CONSIGNE A ▸
Restitue le passage du texte sur les motos-taxis de Douala, en commençant à « Dans un pays où le taux » et en terminant à « a tout perdu. ».
CONSIGNE B ▸
Prolonge le texte sur les motos-taxis de Douala à partir de sa dernière phrase.

La capitale économique du Cameroun grouille de motos-taxis. On y dénombre plus de 50000 conducteurs de ces engins. Tout arrivant ou touriste est vite frappé par ce phénomène. Village, Dakar, Akwa, Bonabéri, Rond-point Deido, Ndokoti, pour ne citer que ces zones, sont quelques coins où la multiplicité de ces engins est telle qu'on se croirait dans une fourmilière. Aucun quartier de la ville n'échappe à la règle. Aucune ville du pays d'ailleurs. Mais Douala occupe le sommet de la chaine.
Dans un pays où le taux de chômage a pris des proportions alarmantes, dans un pays où l'obtention des diplômes n'est plus le gage d'un avenir professionnel certain, dans un pays où les pouvoirs publics ont quasiment démissionné ou échoué dans leur mission de mise sur pied de véritables politiques d'insertion professionnelle des jeunes, conduire une moto-taxi afin de "courir derrière les piecettes de 100 FCFA" est sans doute ce qui reste quand on a tout perdu.

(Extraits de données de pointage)

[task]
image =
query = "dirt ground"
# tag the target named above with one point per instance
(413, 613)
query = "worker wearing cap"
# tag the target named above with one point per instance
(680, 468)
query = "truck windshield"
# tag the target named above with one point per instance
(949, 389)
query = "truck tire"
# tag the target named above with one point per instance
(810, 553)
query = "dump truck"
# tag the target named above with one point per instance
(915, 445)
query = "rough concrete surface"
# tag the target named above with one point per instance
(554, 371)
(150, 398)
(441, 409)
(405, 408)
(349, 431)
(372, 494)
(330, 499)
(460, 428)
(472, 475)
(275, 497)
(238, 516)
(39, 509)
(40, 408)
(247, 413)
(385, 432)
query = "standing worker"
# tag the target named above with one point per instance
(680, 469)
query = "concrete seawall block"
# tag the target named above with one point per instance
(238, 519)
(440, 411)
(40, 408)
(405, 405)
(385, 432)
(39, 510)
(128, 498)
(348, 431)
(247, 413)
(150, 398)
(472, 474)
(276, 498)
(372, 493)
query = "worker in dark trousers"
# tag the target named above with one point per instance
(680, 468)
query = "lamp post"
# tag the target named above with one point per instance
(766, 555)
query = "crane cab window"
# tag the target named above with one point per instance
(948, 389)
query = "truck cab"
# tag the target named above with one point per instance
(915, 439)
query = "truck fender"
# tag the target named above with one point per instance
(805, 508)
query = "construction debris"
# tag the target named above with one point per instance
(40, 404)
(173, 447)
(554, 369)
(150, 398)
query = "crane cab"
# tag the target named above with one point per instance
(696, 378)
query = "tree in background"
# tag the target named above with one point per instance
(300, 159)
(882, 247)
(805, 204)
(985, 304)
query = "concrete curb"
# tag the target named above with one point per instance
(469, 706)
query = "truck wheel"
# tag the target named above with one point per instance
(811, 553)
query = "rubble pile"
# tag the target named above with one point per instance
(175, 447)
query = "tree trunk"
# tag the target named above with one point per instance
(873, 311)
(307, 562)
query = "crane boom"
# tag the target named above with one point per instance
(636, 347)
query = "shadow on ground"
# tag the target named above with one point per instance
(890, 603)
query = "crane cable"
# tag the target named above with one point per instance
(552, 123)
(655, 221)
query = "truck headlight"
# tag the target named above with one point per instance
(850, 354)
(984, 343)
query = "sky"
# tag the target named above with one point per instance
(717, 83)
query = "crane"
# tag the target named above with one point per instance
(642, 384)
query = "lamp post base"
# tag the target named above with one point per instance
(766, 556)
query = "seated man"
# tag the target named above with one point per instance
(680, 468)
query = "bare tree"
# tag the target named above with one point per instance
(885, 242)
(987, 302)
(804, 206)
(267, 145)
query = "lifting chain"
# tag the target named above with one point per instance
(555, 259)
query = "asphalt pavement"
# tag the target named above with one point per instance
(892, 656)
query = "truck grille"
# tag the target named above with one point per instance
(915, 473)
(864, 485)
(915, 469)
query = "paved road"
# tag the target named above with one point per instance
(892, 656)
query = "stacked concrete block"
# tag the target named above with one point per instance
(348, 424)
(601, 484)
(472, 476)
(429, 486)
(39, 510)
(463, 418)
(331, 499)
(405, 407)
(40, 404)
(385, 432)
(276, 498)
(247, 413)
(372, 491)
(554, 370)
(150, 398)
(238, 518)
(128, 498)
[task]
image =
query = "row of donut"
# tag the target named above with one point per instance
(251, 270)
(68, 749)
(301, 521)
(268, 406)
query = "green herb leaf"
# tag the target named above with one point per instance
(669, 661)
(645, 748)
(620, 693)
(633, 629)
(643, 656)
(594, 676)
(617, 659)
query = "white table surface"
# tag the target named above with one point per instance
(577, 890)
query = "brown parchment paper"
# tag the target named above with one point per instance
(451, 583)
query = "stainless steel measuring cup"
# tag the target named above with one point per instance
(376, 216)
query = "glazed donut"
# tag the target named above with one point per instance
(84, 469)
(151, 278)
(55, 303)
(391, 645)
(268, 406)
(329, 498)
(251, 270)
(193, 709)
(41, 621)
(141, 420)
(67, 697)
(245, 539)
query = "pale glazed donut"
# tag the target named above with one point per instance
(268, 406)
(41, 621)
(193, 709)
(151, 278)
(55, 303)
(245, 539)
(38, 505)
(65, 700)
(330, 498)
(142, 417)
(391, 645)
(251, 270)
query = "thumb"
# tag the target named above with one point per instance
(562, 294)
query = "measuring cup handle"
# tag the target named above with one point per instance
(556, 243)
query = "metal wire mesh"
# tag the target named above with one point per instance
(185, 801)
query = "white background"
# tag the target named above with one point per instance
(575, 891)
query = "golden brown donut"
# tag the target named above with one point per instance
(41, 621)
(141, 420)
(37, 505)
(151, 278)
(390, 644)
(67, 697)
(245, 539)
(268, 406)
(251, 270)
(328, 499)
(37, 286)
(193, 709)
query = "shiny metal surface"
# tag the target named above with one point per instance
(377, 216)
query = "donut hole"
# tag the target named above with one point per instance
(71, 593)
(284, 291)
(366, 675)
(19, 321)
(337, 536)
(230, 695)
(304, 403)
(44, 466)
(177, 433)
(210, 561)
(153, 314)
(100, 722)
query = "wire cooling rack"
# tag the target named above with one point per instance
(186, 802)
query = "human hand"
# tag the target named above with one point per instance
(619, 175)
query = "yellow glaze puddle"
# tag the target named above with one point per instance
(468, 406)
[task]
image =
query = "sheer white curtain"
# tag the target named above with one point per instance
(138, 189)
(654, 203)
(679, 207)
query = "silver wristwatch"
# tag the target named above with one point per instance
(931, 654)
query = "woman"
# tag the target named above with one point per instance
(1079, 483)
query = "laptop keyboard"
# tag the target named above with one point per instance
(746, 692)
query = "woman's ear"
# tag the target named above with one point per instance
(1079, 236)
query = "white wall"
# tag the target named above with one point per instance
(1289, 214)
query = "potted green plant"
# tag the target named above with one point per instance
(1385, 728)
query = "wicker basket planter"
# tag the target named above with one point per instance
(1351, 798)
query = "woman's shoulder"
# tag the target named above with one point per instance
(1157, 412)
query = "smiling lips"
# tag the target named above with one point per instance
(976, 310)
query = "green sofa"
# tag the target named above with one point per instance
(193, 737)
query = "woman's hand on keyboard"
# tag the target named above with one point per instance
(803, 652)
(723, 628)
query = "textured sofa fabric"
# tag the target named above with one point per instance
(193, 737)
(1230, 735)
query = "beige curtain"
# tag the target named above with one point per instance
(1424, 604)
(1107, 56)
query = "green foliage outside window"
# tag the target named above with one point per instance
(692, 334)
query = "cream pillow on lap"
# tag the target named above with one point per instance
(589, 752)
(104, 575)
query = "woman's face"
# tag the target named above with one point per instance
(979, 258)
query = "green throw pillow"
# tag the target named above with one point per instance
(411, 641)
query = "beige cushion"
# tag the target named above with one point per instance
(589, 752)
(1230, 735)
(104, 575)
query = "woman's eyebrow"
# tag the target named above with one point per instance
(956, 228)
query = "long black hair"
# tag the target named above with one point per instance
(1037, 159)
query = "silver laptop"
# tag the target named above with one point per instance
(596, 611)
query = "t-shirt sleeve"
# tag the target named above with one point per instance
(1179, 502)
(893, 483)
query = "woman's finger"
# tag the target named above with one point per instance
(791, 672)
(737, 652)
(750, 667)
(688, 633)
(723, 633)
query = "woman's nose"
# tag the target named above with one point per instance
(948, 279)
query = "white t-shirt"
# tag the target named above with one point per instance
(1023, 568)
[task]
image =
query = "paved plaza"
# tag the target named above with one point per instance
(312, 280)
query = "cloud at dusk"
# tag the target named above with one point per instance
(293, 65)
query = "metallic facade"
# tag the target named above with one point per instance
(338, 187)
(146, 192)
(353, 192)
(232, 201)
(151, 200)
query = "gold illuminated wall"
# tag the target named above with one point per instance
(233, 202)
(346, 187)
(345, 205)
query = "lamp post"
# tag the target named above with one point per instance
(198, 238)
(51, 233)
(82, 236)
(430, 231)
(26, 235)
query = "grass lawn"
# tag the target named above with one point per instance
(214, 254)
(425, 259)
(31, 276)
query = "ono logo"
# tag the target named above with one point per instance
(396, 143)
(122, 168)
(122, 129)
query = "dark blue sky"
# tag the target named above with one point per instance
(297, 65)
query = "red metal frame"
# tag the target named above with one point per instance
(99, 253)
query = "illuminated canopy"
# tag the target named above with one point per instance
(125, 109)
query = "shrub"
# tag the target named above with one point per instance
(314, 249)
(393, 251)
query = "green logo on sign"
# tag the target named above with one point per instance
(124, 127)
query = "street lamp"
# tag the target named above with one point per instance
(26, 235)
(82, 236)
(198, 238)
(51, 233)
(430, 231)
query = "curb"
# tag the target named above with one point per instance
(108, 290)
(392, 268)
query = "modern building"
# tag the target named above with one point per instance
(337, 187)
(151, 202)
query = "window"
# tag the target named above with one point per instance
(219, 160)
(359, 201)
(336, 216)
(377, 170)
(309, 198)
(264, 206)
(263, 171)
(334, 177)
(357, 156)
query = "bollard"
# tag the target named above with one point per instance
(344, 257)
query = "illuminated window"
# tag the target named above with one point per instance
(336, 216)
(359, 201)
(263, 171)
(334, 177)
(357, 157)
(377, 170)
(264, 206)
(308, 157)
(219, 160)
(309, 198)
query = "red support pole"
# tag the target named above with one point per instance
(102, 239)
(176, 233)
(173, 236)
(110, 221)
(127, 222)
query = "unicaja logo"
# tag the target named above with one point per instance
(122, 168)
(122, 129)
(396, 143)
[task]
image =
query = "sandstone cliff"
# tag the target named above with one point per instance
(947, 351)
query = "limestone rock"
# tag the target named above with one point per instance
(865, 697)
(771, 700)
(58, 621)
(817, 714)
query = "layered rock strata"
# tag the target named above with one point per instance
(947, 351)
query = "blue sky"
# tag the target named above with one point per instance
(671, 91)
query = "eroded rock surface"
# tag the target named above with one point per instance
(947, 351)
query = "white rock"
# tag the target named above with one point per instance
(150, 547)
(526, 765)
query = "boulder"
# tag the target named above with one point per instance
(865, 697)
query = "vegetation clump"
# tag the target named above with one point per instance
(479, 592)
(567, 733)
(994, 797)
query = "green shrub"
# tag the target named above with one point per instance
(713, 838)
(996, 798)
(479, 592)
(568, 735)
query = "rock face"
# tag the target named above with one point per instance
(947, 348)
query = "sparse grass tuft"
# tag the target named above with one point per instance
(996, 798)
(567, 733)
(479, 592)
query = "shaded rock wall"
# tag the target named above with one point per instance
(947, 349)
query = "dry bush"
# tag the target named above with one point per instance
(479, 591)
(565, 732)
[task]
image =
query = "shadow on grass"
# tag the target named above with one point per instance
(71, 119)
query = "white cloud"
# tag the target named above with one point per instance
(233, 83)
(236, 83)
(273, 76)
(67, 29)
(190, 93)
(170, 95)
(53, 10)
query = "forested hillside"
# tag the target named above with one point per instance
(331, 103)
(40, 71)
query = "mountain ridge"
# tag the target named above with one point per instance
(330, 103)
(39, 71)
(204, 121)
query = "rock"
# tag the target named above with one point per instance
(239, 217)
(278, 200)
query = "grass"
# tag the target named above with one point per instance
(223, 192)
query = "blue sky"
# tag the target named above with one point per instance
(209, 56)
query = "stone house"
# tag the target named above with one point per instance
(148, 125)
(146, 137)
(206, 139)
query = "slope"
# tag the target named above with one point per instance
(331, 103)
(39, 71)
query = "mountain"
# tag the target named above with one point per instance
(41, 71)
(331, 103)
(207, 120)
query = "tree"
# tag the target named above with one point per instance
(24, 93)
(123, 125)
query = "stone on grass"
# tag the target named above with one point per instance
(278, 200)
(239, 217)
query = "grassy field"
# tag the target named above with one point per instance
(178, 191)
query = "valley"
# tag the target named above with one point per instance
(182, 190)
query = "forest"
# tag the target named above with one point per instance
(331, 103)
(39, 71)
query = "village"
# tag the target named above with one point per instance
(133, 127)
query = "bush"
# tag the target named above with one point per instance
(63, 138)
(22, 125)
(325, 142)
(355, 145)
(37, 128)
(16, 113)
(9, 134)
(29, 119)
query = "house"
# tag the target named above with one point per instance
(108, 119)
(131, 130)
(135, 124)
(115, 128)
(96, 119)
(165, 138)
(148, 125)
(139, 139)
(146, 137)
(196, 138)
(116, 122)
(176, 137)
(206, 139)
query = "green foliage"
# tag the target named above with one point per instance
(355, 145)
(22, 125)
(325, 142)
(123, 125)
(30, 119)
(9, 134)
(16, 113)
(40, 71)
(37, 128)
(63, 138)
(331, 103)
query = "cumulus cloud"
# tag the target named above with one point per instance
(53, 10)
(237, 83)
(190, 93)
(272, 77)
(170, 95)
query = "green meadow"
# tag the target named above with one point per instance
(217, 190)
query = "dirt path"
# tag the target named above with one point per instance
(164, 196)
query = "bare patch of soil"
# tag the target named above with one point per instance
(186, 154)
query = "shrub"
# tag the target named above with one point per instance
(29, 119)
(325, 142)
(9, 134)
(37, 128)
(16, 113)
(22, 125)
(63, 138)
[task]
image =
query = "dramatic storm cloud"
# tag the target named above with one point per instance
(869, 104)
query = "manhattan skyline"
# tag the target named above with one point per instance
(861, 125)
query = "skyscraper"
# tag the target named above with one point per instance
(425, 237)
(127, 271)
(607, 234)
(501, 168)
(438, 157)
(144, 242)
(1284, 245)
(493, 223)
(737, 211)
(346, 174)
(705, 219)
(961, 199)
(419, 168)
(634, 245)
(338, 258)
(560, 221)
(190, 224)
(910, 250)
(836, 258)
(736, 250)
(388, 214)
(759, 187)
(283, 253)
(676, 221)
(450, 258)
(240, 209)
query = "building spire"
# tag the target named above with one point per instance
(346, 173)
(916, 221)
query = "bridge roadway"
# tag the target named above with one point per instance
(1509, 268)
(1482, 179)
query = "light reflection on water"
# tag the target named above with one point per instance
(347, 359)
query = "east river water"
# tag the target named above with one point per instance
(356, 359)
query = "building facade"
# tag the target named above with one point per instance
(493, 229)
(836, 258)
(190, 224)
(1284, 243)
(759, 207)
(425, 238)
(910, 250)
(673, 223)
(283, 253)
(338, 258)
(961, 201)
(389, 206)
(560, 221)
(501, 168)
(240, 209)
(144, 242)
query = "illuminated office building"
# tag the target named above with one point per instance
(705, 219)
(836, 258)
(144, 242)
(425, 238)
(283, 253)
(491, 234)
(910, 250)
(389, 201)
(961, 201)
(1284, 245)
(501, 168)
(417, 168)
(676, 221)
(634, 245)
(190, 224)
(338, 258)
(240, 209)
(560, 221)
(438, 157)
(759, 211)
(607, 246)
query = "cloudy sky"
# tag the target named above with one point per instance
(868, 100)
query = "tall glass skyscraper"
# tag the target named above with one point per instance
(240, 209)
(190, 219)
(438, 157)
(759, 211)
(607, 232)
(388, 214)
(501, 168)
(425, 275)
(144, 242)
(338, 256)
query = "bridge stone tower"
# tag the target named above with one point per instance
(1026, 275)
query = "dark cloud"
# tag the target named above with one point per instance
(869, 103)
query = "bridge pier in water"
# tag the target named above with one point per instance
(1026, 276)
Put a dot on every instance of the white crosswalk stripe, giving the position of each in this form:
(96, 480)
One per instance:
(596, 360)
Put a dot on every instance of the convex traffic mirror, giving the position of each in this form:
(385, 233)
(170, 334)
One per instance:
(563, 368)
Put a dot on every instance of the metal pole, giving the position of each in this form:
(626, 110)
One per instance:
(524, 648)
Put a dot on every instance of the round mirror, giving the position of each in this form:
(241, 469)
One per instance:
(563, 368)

RÉPONSE A ▸
Dans un pays où le taux de chômage a pris des proportions alarmantes, dans un pays où l'obtention des diplômes n'est plus le gage d'un avenir professionnel certain, dans un pays où les pouvoirs publics ont quasiment démissionné ou échoué dans leur mission de mise sur pied de véritables politiques d'insertion professionnelle des jeunes, conduire une moto-taxi afin de "courir derrière les piecettes de 100 FCFA" est sans doute ce qui reste quand on a tout perdu.

RÉPONSE B ▸
Comment en vouloir à ces Camerounais qui essaient tant bien que mal de "chercher la vie?" Il n'y a pas de sot métier. Toutefois, étant donné que c'est la plupart des jeunes qui s'y retrouvent par que faire, c'est qu'il y a anguille sous roche. Diplômés, Analphabètes, Illétrés, Gamins, Parents, Expulsés ou Démissionnaires des entreprises, Retraités, Malfrats, etc., toutes les catégories sociales se reconvertissent en conducteurs de motos-taxis. À partir du moment où cette activité non encore légiférée par des textes de lois nourrit son homme et retarde provisoirement un soulèvement populaire contre la misère sociale et les dérives de toutes sortes (corruption, détournements de deniers publics, favoritisme, clientélisme, aphatie administrative, ...), les pouvoirs publics jouent aux apprentis-aveugles, poussent un ouf! de soulagement et se frottent les mains. Mais pour combien de temps encore? Seul l'avenir nous le dira.
À observer attentivement ces motos-taximen dans les différentes rues et divers carrefours de la ville de Douala, on dirait aisément, en paraphrasant Aimé Césaire, que "la misère s'est donné un mal fou pour les achever". Plus encore, au lieu de reprendre l'allégorie de Jacques Prévert qui clame que "le désespoir est assis sur un banc", on dirait plutôt que "le désespoir est assis sur une moto-taxi".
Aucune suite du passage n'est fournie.